━━━━━ Ausgewählter Textauszug ━━━━━
Kürzeste Verjährungsfrist im Osten

Auch Silke Schindler (SPD) und  Ralf Wunschinski (CDU) hielten die Verjährungsfrist von zehn Jahren für angemessen. Schindler sagte, andere ostdeutsche Länder hätten weit längere Fristen: „Mit zehn Jahren haben wir in Sachsen-Anhalt die kürzeste Frist.“ Außerdem ermögliche die degressive Gebührenbemessung den Aufgabenträgern, zukünftig auch Anschlussnehmer ins System zu bringen, die bisher noch nicht beteiligt waren. Gleichzeitig betonte sie, dass es aber keinen Rechtsanspruch auf eine degressive Gebühr gebe, dies werde jeweils den örtlichen Gegebenheiten angepasst. Positiv sieht Schindler auch, dass Beiträge nicht –  wie bisher – für das gesamte Verbandsgebiet berechnet werden müssten, sondern dass für neuerschlossene Gebiete auch eine Neukalkulation vorgenommen werden könne.
━━━━━
Gib aus dem obigen Auszug zur Verjährungsfrist den Abschnitt von „Kürzeste Verjährungsfrist im“ bis einschließlich „vorgenommen werden könne.“ wortgetreu wieder.
━━━━━ Datenbereich ━━━━━
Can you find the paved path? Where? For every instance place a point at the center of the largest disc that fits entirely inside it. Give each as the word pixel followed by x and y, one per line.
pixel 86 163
━━━━━
# Antwort zur Übung:
Kürzeste Verjährungsfrist im Osten

Auch Silke Schindler (SPD) und  Ralf Wunschinski (CDU) hielten die Verjährungsfrist von zehn Jahren für angemessen. Schindler sagte, andere ostdeutsche Länder hätten weit längere Fristen: „Mit zehn Jahren haben wir in Sachsen-Anhalt die kürzeste Frist.“ Außerdem ermögliche die degressive Gebührenbemessung den Aufgabenträgern, zukünftig auch Anschlussnehmer ins System zu bringen, die bisher noch nicht beteiligt waren. Gleichzeitig betonte sie, dass es aber keinen Rechtsanspruch auf eine degressive Gebühr gebe, dies werde jeweils den örtlichen Gegebenheiten angepasst. Positiv sieht Schindler auch, dass Beiträge nicht –  wie bisher – für das gesamte Verbandsgebiet berechnet werden müssten, sondern dass für neuerschlossene Gebiete auch eine Neukalkulation vorgenommen werden könne.